Define our map extents

The EKE data spans from -18.875 E to 43.875 E and -38.88 N to -68.62 N.
Those are the extents needed for the full study, but it’s too much for the plot, so we must subset it.

latmin <- -55
latmax <- -43
lonmin <- 20
lonmax <- 43
map.extents <- extent(lonmin, lonmax, latmin, latmax)
data.eke.sub <- subset(data.eke,
                       data.eke$lat >= latmin &
                           data.eke$lat <= latmax &
                           data.eke$lon >= lonmin &
                           data.eke$lon <= lonmax)

Shape Files

The plot area includes the Prince Edward Islands. Instead of leaving blank, blocky spaces, let’s use some shape files to make it look neater. These shape files come from http://www.naturalearthdata.com. They are from the ‘fine scale (1:10), Admin 0 -Countries’ set available for free from here.

▶ _Given information_
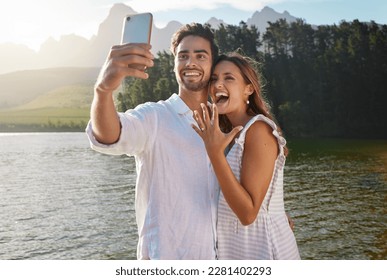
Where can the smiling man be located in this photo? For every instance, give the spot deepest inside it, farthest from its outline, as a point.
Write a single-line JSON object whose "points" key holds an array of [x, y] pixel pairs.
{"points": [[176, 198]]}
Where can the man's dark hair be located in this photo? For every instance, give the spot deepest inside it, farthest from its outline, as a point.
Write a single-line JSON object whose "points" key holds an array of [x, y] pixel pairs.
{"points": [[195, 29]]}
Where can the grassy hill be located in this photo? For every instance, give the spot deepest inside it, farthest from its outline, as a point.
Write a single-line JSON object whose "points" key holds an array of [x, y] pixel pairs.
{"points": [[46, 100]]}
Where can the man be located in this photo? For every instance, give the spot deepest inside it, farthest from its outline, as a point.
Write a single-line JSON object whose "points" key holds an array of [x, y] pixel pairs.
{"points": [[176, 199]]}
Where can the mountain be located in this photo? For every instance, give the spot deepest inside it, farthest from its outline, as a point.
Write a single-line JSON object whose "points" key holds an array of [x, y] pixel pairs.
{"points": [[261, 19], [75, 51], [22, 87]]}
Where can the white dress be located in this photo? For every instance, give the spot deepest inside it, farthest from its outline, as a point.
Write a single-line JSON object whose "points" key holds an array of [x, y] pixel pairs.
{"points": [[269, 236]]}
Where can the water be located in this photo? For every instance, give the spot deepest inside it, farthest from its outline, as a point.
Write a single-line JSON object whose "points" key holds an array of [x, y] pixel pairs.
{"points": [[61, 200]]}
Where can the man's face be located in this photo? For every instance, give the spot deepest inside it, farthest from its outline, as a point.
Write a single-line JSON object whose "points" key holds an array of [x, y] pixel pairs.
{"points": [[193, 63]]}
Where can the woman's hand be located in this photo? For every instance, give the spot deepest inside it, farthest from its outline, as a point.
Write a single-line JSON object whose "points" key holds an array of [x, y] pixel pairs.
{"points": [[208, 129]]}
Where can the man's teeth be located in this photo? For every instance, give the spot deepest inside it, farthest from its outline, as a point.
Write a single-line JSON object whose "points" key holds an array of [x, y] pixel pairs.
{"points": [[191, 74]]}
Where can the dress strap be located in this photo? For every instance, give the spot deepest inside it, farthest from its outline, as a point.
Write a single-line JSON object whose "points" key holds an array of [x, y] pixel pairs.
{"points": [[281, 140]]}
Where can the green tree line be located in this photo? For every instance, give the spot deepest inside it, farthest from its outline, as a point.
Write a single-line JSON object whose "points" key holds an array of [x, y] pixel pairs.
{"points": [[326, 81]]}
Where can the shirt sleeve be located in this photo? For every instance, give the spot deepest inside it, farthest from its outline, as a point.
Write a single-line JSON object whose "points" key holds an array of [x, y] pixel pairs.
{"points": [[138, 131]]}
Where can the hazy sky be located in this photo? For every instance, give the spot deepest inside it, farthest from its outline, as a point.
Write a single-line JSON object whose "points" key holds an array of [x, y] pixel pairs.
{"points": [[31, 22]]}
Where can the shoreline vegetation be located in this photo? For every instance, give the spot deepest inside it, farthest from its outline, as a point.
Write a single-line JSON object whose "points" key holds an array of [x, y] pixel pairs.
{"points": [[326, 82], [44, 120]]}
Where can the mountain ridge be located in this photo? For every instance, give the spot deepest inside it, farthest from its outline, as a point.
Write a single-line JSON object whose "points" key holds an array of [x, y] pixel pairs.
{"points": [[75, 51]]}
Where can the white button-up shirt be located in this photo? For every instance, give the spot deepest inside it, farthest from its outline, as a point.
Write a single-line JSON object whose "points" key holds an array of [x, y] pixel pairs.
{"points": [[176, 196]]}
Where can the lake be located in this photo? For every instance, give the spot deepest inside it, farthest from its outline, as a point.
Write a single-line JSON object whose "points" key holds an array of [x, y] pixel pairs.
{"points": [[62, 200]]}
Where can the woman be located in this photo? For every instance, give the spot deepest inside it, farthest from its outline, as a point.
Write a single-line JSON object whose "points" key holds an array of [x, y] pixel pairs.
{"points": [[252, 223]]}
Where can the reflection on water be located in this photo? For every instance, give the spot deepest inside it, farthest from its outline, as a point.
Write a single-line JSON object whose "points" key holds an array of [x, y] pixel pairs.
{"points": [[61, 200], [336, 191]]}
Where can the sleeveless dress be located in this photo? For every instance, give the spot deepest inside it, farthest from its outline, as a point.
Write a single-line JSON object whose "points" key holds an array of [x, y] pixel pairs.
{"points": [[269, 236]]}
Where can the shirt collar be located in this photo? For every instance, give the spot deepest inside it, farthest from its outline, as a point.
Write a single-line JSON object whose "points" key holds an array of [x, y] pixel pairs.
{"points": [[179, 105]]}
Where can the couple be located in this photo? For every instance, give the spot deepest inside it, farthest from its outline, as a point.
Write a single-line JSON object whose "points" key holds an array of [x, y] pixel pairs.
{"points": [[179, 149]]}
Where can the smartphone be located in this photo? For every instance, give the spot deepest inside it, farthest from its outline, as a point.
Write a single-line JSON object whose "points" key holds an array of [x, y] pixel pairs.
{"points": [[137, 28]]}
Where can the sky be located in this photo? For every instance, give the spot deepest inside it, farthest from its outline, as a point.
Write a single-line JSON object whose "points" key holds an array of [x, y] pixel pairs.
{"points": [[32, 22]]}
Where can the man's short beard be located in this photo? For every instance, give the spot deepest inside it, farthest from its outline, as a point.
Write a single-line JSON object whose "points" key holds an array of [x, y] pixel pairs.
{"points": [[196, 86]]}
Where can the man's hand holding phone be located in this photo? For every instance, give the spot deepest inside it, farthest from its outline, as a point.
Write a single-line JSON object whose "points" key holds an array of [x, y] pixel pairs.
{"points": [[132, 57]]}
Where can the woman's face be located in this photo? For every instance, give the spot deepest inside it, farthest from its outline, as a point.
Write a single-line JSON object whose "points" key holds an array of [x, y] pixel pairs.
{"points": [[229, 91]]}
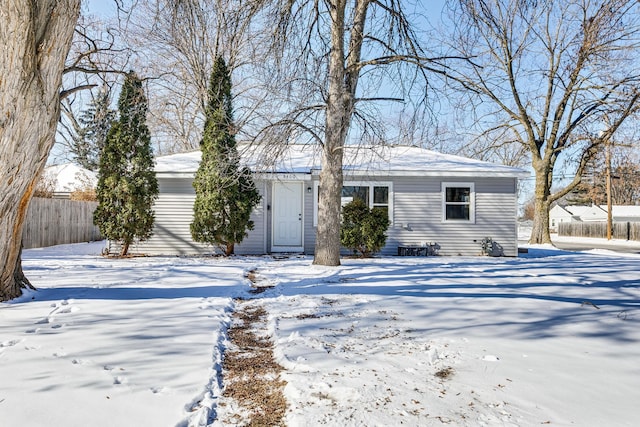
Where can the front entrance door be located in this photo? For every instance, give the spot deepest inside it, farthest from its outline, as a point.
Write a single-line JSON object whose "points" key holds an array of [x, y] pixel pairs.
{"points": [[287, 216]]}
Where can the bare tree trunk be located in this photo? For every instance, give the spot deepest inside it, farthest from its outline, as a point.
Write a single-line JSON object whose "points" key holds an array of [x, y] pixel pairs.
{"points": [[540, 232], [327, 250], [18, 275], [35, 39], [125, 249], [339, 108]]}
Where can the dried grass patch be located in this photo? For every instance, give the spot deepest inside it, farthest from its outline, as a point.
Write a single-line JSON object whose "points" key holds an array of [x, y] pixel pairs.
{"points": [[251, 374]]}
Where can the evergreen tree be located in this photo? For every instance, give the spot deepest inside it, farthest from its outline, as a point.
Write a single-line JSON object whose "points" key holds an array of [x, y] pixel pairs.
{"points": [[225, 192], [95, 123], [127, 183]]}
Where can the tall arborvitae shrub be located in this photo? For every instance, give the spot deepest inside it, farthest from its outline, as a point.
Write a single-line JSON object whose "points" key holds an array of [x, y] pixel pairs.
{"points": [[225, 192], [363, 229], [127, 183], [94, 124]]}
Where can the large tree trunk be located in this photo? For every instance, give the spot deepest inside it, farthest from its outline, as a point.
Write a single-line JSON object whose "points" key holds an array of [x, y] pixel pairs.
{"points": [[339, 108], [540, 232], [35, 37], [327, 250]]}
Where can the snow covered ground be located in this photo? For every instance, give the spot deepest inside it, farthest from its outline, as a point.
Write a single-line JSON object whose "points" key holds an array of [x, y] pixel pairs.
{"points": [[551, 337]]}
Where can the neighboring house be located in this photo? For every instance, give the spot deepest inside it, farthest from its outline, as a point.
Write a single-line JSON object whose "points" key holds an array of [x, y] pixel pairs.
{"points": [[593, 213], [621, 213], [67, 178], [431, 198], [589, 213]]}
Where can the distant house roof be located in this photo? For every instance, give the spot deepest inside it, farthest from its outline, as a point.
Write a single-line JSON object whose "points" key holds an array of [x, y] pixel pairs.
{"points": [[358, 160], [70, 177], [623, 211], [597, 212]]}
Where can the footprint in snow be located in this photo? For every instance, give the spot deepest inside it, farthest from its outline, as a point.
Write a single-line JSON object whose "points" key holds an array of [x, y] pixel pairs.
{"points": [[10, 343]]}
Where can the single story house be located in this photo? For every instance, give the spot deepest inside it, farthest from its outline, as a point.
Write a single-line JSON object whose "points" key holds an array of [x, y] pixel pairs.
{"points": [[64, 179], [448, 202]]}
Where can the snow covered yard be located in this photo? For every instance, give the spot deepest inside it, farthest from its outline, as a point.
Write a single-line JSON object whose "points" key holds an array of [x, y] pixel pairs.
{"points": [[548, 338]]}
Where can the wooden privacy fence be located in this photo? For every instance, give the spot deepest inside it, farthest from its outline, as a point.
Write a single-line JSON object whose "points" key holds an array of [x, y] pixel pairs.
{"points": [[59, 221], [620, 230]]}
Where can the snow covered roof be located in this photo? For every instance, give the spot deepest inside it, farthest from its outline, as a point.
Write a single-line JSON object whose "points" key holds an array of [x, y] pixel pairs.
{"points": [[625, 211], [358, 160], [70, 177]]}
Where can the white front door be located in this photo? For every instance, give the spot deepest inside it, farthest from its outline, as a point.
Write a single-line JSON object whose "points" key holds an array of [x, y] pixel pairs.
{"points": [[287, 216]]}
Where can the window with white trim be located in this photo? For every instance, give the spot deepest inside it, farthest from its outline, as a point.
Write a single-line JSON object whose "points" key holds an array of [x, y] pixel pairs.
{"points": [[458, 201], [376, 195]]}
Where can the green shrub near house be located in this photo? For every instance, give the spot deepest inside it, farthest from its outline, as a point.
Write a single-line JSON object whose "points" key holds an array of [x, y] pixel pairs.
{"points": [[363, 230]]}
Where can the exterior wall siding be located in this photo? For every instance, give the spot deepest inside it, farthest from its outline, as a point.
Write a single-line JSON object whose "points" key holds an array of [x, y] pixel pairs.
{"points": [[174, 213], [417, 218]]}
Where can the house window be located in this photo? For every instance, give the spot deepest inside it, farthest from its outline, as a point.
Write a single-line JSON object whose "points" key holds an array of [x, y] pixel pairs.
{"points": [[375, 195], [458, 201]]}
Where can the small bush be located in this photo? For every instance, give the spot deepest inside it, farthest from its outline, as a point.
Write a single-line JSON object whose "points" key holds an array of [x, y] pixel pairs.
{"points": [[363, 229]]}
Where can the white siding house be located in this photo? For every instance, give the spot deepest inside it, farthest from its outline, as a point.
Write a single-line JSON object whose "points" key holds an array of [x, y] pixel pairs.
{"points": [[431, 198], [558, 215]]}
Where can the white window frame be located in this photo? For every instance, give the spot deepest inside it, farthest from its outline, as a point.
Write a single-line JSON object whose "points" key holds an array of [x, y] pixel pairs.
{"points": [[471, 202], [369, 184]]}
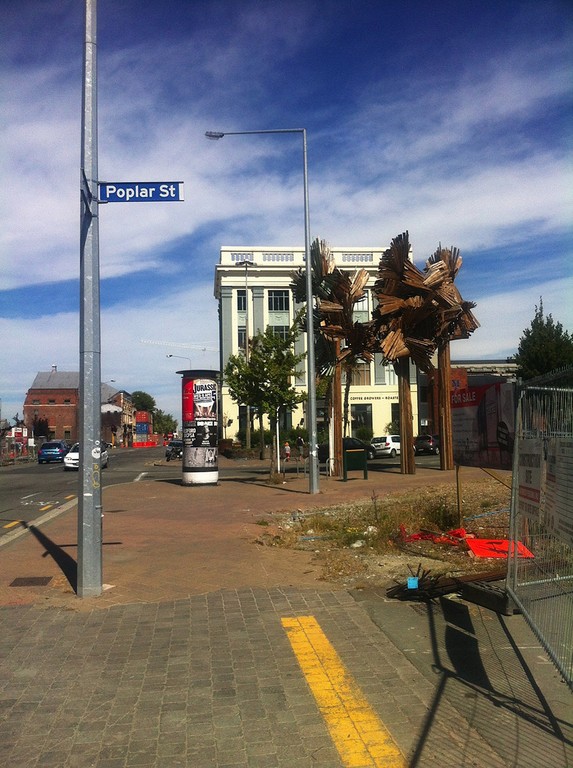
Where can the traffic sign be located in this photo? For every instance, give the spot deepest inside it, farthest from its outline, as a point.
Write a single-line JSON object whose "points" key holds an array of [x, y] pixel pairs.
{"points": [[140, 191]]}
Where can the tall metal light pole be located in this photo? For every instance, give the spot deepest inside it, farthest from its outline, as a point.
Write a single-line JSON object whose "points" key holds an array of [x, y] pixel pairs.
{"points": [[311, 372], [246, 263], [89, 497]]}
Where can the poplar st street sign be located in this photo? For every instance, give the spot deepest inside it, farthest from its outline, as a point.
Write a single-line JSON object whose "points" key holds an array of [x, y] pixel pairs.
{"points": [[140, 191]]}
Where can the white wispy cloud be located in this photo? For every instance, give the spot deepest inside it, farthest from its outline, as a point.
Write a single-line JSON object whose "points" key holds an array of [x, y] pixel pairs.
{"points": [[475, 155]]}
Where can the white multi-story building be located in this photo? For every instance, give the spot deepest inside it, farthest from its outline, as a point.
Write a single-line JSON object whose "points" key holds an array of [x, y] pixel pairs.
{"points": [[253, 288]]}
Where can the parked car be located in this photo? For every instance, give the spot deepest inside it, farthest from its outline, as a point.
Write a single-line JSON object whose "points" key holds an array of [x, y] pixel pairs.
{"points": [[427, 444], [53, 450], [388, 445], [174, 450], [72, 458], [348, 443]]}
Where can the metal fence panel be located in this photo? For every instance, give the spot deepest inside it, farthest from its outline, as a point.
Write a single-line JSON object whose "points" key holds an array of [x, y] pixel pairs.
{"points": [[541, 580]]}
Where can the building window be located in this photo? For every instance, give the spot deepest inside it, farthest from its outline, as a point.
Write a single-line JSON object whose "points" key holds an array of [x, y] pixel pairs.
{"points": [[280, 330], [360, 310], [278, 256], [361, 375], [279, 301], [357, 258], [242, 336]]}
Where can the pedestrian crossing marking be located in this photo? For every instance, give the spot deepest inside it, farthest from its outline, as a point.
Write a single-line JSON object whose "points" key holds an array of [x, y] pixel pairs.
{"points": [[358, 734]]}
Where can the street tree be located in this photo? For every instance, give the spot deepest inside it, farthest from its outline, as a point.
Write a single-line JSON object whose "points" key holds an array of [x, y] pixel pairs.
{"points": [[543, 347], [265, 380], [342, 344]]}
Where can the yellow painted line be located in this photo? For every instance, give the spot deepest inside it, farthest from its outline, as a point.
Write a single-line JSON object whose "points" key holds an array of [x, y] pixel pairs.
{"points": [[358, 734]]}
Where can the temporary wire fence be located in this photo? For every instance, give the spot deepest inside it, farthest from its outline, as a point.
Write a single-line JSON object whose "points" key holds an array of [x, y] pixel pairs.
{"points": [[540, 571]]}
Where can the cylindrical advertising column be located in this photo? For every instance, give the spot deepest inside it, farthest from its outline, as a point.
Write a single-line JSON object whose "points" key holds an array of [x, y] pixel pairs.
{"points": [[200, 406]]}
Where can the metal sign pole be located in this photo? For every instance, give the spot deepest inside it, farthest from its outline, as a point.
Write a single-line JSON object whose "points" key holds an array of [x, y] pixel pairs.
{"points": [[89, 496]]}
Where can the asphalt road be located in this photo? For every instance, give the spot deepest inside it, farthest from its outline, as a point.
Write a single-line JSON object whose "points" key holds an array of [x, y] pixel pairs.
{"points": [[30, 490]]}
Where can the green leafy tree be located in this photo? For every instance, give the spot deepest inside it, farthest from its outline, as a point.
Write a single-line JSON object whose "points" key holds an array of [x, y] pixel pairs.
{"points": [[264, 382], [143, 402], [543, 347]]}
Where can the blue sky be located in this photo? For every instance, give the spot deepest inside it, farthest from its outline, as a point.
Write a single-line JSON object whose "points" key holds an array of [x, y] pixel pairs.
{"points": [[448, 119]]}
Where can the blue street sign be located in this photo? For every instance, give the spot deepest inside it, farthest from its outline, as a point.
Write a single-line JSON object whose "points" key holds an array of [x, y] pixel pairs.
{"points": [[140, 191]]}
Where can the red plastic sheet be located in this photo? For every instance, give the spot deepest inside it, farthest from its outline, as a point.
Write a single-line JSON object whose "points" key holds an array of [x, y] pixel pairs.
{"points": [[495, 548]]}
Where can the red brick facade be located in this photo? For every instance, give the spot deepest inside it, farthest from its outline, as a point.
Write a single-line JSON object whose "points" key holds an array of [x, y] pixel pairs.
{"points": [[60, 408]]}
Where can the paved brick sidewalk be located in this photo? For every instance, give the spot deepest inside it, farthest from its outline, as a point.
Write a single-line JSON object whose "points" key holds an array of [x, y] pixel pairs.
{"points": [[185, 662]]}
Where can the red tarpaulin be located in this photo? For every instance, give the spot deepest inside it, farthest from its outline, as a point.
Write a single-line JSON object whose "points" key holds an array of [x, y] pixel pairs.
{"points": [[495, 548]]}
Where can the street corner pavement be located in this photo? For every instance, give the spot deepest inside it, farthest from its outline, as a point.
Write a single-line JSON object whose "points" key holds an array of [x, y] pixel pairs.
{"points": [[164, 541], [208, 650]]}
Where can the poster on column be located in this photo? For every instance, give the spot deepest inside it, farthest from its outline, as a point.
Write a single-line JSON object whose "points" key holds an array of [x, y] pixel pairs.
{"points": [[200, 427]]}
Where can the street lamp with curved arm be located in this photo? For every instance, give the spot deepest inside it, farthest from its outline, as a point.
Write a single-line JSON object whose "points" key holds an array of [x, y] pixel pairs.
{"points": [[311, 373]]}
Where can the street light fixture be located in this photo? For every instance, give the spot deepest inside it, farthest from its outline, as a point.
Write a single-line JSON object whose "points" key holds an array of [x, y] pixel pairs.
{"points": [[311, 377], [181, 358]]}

▶ _Tasks for this exercise_
- 1) Copy the passage of the EKE mapping text starting at "Those are the" and ending at "data.eke$lon <= lonmax)".
- 2) According to the EKE mapping text, which website supplies the shape files?
- 3) Continue the EKE mapping text from its final sentence.

▶ _The results_
- 1)
Those are the extents needed for the full study, but it’s too much for the plot, so we must subset it.

latmin <- -55
latmax <- -43
lonmin <- 20
lonmax <- 43
map.extents <- extent(lonmin, lonmax, latmin, latmax)
data.eke.sub <- subset(data.eke,
                       data.eke$lat >= latmin &
                           data.eke$lat <= latmax &
                           data.eke$lon >= lonmin &
                           data.eke$lon <= lonmax)

- 2) http://www.naturalearthdata.com

- 3)
# read in the shape file
countries <- readOGR("shapes", layer="ne_10m_admin_0_countries")
# Add an id column to the data slot of countries, based on rownames
countries@data$id <- rownames(countries@data)
# Fortify the spatial polygons for ggplot2 - likes long format data
# The resulting data frame contains all the spatial data and the id but no information labels.
countries.df <- fortify(countries)
# Use the id column to join all the label data in countries@data to the new dataframe.
countries.df <- join(countries.df, countries@data, by="id")
# Now we can subset the new dataframe to include only South Africa and her Islands and tidy up a bit
za <- subset(countries.df, countries.df$ISO_A2=="ZA")
rm(countries, countries.df)

GeoTIFF

The plot needs some bathymetric contour lines. We will use the ETOPO1 data for this via a GeoTIFF. There are higher resolution data sets around (e.g. ETOTPO2 and GEBCO) but ETOPO1 will suffice for this application. The ETOPO1 data is (freely?) available from here.

# Load up the geotiff
etopo1.full <- raster("etopo/ETOPO1_Ice_c_geotiff.tif")
# Crop out our ROI
etopo.crop <- crop(etopo1.full, map.extents)
# Prepare for ggplot2 (long format) and tidy up a bit
etopo.crop.df <- as.data.frame(etopo.crop, xy=TRUE)
names(etopo.crop.df) <- c("long", "lat", "z")
rm(etopo1.full)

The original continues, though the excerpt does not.